Instruction = Locate the line containing "In this photo, point at the blue" in the material below. Copy that line and all following lines through the end exactly, omitting any pictures.

[Start]

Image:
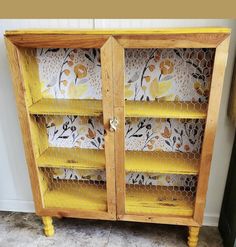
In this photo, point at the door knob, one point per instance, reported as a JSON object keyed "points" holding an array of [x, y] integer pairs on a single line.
{"points": [[113, 124]]}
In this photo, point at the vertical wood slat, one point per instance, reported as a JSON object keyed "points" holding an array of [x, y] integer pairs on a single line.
{"points": [[107, 102], [23, 115], [210, 129], [119, 104]]}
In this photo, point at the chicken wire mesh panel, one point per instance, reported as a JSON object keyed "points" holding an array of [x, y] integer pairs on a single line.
{"points": [[72, 161], [73, 189], [160, 194], [162, 163], [166, 93], [70, 148], [168, 74]]}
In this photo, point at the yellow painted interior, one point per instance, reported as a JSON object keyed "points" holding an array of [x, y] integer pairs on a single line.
{"points": [[74, 158], [67, 107], [75, 195], [161, 162], [157, 109], [144, 200]]}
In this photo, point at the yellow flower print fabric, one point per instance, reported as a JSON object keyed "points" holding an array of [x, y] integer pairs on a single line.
{"points": [[151, 74], [70, 73], [168, 74]]}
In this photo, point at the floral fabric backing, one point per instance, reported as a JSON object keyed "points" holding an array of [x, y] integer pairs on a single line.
{"points": [[151, 74]]}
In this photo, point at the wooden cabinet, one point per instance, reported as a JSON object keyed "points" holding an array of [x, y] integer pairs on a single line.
{"points": [[119, 125]]}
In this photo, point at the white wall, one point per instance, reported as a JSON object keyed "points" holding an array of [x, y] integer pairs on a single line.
{"points": [[15, 191]]}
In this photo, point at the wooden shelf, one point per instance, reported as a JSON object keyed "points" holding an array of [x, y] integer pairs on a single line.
{"points": [[147, 200], [67, 107], [161, 162], [155, 109], [75, 195], [74, 158]]}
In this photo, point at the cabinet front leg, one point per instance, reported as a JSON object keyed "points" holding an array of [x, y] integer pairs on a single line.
{"points": [[48, 226], [193, 236]]}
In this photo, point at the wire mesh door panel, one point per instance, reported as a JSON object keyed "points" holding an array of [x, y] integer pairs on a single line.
{"points": [[166, 98], [67, 125]]}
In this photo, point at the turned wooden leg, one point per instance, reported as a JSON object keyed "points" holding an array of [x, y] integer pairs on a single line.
{"points": [[193, 236], [48, 226]]}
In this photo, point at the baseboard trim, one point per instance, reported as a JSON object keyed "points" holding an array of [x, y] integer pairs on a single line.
{"points": [[17, 206], [211, 220], [28, 207]]}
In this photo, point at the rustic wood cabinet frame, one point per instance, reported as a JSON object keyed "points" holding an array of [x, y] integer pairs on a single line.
{"points": [[112, 45]]}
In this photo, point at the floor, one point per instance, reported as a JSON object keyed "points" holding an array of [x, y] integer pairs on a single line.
{"points": [[25, 230]]}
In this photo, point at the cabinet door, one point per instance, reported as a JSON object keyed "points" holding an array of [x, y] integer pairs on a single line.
{"points": [[65, 101], [162, 170]]}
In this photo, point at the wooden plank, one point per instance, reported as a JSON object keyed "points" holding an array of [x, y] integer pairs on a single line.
{"points": [[119, 82], [29, 68], [73, 158], [232, 98], [161, 219], [76, 195], [210, 129], [58, 40], [120, 31], [162, 162], [19, 88], [39, 135], [67, 107], [74, 213], [157, 200], [107, 101], [167, 109], [195, 40]]}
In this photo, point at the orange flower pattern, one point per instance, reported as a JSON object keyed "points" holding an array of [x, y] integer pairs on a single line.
{"points": [[169, 74]]}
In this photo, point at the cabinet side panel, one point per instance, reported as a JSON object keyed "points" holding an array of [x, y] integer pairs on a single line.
{"points": [[210, 129], [107, 94], [20, 92], [118, 80]]}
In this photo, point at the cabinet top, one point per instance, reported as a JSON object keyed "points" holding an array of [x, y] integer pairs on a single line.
{"points": [[191, 30]]}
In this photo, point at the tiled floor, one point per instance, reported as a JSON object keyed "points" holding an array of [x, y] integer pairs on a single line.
{"points": [[25, 230]]}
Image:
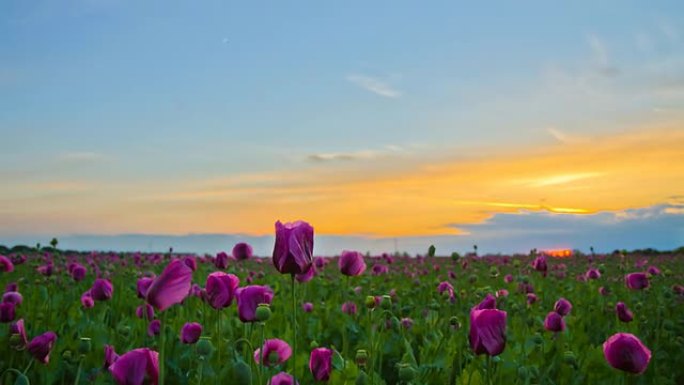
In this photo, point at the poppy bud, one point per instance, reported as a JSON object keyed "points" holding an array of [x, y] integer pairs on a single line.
{"points": [[205, 347], [386, 302], [242, 373], [361, 357], [406, 373], [570, 359], [85, 345], [263, 312]]}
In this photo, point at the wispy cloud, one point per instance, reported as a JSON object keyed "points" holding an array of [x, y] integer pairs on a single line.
{"points": [[601, 59], [81, 156], [355, 155], [374, 85]]}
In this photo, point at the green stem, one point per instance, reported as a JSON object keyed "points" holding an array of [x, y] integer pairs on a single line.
{"points": [[78, 372], [218, 340], [261, 352], [161, 349], [371, 357], [294, 328]]}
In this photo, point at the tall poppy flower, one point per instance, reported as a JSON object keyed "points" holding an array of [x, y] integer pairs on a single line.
{"points": [[171, 287], [275, 352], [102, 290], [626, 352], [293, 250], [487, 331], [320, 363], [623, 313], [249, 298], [562, 307], [242, 251], [351, 263], [41, 346], [636, 281], [220, 289], [137, 367]]}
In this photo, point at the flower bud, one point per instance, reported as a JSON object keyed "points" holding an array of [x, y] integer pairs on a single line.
{"points": [[570, 359], [362, 379], [386, 302], [263, 312], [205, 347], [85, 346], [406, 373], [361, 357]]}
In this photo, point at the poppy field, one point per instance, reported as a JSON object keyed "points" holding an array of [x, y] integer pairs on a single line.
{"points": [[294, 317]]}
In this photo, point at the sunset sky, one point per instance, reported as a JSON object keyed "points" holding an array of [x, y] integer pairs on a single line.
{"points": [[512, 126]]}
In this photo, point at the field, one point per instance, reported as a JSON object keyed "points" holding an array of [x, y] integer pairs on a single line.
{"points": [[424, 320]]}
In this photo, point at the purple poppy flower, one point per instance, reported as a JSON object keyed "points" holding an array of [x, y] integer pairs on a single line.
{"points": [[276, 352], [7, 312], [191, 332], [406, 323], [220, 289], [221, 260], [489, 302], [19, 329], [154, 328], [351, 263], [307, 275], [319, 262], [110, 356], [6, 264], [78, 272], [102, 290], [320, 363], [379, 269], [145, 311], [539, 264], [554, 322], [625, 352], [191, 262], [171, 287], [249, 297], [137, 367], [445, 286], [142, 285], [349, 308], [487, 331], [283, 378], [41, 346], [562, 307], [242, 251], [293, 250], [12, 286], [636, 281], [624, 314], [87, 301], [593, 274], [12, 297]]}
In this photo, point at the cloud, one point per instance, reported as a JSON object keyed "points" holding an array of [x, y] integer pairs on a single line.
{"points": [[601, 58], [355, 155], [80, 157], [374, 85]]}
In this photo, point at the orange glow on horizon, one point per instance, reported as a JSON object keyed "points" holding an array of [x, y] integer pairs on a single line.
{"points": [[558, 253]]}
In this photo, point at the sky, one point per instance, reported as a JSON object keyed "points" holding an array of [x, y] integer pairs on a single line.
{"points": [[384, 124]]}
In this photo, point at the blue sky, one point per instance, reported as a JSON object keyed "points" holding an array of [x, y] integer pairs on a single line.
{"points": [[179, 117]]}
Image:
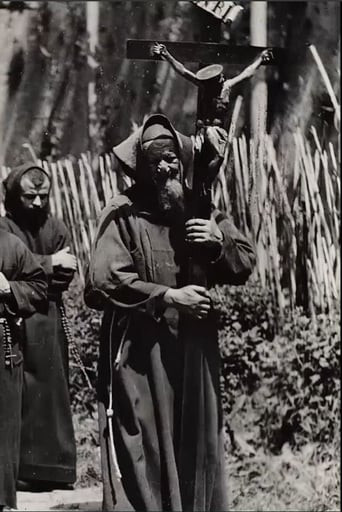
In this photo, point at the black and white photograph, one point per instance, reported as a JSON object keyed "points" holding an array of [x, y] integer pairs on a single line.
{"points": [[170, 255]]}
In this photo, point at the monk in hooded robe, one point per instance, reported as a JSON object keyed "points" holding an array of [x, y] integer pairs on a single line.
{"points": [[160, 419], [23, 288], [48, 451]]}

[End]

Written answer =
In this photo, point at the blue sky, one point per instance, reported as a JSON object keyed "points" holding an array of [x, y] integer pairs on a single line.
{"points": [[179, 117]]}
Image:
In this photo, point at the black and white photograph, one point per instance, reported as a JSON object keyed "points" holding an array of [x, y] integer pairs on a single line.
{"points": [[170, 255]]}
In this photo, point at the monk in hooded robe, one point per instance, reported as a JSON object keyed "points" holding an array of [x, y] integer pairs on a single line.
{"points": [[160, 419], [23, 288], [48, 451]]}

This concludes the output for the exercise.